[START]

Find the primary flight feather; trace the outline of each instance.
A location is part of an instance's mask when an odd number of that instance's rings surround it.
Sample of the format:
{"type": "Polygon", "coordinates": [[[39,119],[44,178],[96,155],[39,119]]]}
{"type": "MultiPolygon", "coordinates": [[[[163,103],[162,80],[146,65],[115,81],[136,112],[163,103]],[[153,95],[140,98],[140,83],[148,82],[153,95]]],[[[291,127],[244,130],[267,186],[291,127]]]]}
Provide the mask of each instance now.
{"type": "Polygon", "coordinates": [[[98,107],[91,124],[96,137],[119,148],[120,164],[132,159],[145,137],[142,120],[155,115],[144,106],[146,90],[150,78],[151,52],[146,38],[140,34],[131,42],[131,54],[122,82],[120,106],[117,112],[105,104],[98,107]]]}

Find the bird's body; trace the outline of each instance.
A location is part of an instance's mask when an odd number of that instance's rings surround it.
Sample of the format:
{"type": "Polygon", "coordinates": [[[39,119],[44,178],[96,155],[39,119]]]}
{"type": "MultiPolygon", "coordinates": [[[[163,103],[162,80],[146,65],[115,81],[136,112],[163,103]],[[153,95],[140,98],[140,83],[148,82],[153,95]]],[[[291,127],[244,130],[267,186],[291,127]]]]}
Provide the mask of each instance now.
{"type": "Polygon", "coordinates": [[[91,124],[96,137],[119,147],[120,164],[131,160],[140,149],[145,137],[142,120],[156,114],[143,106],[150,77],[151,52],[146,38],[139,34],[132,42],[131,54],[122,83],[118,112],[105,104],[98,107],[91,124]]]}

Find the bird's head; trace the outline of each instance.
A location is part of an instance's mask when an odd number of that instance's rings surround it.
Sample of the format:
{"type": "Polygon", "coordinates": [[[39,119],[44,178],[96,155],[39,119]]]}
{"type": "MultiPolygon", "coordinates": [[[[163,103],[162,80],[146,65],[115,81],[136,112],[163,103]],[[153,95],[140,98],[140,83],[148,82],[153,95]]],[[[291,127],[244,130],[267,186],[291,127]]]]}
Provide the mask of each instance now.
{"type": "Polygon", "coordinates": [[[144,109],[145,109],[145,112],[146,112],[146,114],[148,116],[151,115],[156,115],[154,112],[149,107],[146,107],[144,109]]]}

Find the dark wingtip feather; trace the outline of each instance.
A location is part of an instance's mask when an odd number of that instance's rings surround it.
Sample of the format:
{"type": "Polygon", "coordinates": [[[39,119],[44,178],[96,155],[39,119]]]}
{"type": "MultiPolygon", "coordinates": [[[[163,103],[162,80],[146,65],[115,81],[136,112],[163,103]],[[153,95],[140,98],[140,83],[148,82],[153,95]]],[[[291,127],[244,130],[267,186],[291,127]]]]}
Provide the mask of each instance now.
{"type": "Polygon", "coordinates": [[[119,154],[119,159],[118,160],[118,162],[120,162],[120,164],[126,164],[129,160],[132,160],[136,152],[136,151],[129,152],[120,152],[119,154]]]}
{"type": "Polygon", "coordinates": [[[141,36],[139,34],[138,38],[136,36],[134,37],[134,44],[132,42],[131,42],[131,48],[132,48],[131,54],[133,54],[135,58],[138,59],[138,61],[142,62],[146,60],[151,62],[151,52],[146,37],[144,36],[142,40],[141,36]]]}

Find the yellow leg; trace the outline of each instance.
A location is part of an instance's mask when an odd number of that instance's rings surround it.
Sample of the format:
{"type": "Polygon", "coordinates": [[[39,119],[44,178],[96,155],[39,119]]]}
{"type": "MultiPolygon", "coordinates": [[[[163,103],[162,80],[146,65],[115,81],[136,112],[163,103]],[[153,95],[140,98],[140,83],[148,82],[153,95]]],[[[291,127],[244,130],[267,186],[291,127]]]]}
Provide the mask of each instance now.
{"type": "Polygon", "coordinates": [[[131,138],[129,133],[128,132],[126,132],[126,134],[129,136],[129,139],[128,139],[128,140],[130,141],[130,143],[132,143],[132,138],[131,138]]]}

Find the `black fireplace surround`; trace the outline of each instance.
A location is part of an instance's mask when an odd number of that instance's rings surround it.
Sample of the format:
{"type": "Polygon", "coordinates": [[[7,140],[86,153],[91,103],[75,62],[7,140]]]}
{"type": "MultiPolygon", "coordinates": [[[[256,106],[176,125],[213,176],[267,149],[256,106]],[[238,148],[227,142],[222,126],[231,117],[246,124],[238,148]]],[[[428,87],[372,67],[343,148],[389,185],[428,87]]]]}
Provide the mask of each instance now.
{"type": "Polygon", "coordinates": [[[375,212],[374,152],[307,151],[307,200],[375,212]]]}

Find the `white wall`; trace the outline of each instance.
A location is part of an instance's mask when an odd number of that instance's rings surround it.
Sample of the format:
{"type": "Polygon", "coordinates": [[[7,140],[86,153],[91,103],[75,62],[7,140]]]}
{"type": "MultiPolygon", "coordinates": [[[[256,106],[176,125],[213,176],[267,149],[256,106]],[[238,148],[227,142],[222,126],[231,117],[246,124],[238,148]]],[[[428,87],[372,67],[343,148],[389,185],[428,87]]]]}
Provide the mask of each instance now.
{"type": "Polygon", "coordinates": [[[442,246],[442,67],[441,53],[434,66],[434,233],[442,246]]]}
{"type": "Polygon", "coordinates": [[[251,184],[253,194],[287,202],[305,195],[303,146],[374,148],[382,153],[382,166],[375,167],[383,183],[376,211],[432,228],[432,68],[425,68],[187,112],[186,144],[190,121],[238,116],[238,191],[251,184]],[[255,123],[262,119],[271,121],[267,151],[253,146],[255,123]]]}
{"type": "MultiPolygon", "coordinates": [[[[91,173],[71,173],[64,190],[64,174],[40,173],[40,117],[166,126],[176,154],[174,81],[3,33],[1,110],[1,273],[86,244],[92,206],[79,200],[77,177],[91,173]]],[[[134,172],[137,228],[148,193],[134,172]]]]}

[END]

Collect and copy in full each line above that contains the string "Find". Matching is case-sensitive.

Find the primary flight feather; trace the outline of each instance.
Find the bird's body; trace the outline of each instance.
Find the bird's head; trace the outline of each instance.
Find the dark wingtip feather; trace the outline of each instance.
Find the yellow leg; trace the outline of each instance.
Find the `black fireplace surround`; trace the outline of each instance.
Find the `white wall`; trace the outline of each instance.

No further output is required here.